Work to do ::
Copy the listing below, substituting "Where do you see" for each occurrence of "Where can you spot" and keeping everything else unchanged.

## Begin Provided entries

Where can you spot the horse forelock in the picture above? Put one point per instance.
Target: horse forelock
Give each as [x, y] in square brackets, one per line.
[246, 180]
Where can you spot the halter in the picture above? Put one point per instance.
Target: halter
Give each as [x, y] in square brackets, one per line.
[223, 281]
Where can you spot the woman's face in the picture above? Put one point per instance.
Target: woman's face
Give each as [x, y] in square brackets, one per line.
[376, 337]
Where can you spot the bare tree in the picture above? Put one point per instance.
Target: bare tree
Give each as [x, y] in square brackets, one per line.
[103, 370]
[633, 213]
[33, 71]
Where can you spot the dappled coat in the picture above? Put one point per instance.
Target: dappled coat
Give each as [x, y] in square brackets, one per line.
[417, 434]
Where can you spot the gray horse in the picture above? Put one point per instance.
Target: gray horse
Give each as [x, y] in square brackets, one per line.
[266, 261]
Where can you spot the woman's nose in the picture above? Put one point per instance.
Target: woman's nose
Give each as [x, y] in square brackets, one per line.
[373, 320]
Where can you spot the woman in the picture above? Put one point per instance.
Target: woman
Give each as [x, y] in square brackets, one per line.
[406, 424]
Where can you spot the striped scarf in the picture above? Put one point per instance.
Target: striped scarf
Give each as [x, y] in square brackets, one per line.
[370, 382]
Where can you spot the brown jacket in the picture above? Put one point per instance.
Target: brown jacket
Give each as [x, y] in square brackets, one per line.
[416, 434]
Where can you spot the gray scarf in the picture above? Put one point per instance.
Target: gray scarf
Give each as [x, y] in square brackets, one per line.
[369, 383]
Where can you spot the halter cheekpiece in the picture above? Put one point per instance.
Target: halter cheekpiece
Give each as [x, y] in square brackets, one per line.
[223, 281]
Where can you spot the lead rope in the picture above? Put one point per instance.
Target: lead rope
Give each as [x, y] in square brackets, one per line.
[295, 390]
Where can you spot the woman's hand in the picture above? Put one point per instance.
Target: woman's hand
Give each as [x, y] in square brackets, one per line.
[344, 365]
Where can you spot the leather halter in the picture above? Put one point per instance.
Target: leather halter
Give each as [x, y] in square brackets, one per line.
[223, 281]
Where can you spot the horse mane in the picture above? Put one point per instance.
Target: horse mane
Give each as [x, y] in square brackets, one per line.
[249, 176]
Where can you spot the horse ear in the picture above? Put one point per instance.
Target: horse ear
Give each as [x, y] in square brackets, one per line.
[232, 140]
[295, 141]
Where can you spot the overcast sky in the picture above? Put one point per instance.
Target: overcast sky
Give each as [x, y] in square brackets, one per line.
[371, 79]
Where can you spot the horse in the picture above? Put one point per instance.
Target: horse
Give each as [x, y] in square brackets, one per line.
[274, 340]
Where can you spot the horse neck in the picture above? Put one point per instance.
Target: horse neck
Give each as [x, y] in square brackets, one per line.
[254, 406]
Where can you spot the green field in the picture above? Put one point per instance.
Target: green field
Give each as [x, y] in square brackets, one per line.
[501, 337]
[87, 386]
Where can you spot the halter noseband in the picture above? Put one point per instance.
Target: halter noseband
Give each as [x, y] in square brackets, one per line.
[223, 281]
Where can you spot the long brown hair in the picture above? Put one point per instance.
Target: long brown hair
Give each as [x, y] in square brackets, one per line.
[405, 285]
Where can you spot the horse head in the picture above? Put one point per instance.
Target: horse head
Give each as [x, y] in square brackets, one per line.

## End Provided entries

Finished exercise ::
Where do you see the horse forelock in the picture above? Put one point per instance.
Target: horse forelock
Give each as [x, y] in square brackets, one per line.
[246, 180]
Where do you see the halter in the picture above? Put one point per instance.
Target: halter
Give each as [x, y] in square brackets, one per line.
[223, 281]
Where do you see the woman's face in the picture above? Put one point per instance.
Target: woman's face
Give each as [x, y] in square brackets, one per line.
[376, 337]
Where do you see the bare tree in the picture above? Put one point per instance.
Target: bare tree
Give each as [x, y] in square brackets, one per line.
[103, 370]
[633, 213]
[33, 71]
Where do you see the dappled coat in the picture above? Put one point per instance.
Target: dappled coat
Give each as [x, y] in square brackets, one per line.
[417, 434]
Where do you see the gray horse in the picture above? Put one point per instance.
Target: gray horse
Give each as [x, y] in square brackets, one per line.
[266, 261]
Where do you see the woman's nose in the picture above? Put one point per instance.
Target: woman's nose
Give each as [x, y] in square brackets, one per line.
[373, 320]
Where do you see the woman in the picture above? Put one point per instance.
Target: woman
Give each as [x, y] in square brackets, one per line.
[406, 424]
Where do you see the striped scarf in the picture above? Put one point per instance.
Target: striped scarf
Give each as [x, y] in square brackets, one per line.
[370, 382]
Where do you see the brown jacket in the picture above? Put one point per instance.
Target: brown jacket
Give each as [x, y] in square brackets, one per line.
[416, 434]
Where do you see the gray scarf in the picture above? Put one point per instance.
Target: gray scarf
Give each as [x, y] in square brackets, one per line.
[369, 383]
Where do you see the halter cheekpiece in the picture above? Put one point per instance.
Target: halter cheekpiece
Give each as [x, y] in square brackets, one per line.
[223, 281]
Where do you see the lead rope in the picture above? Put one point per instance.
Target: lead rope
Give each as [x, y] in square brackets, one per line.
[295, 390]
Where do you see the woman's hand in the picture above? Put one point per instance.
Target: woman's hand
Give each as [x, y] in square brackets, one per line.
[344, 365]
Where do you see the leather halter in the picture above? Put one point per instance.
Target: leather halter
Give each as [x, y] in square brackets, one per line.
[223, 281]
Where do you see the horse mane in the picture above? Put one point per instance.
Target: horse mane
Give each as [x, y] in square brackets, one per line.
[249, 176]
Where do you see the horse ear in the picture above? Put one point per instance.
Target: horse ear
Give each as [x, y] in square brackets, one per line.
[232, 140]
[295, 141]
Where do you see the overcast sky in the picture above? Put one point per instance.
Target: overcast sky
Give each as [x, y] in square brackets, one per line.
[371, 79]
Where do you see the horse in the picture above? Put one point per instance.
Target: horse
Give each as [x, y] in square brackets, one per line.
[274, 340]
Where do you see the horse neck in the picture above? Put one point per instance.
Target: horse neck
Give each as [x, y] in square brackets, one per line.
[254, 406]
Where do you see the green field in the picture above? Put one point per instance.
Target: green field
Give each as [x, y] in square brackets, one per line.
[501, 337]
[87, 386]
Where do you see the halter noseband in the picture above? Put one point per instance.
Target: halter noseband
Give each as [x, y] in square brackets, one per line.
[223, 281]
Where do you see the long brown hair in the picture above? Put one point per instance.
Target: long brown hair
Give each as [x, y] in square brackets, one per line.
[405, 285]
Where do you see the horse head in the picture above? Put one point per instance.
Target: horse head
Give each as [x, y] in square brackets, one per line.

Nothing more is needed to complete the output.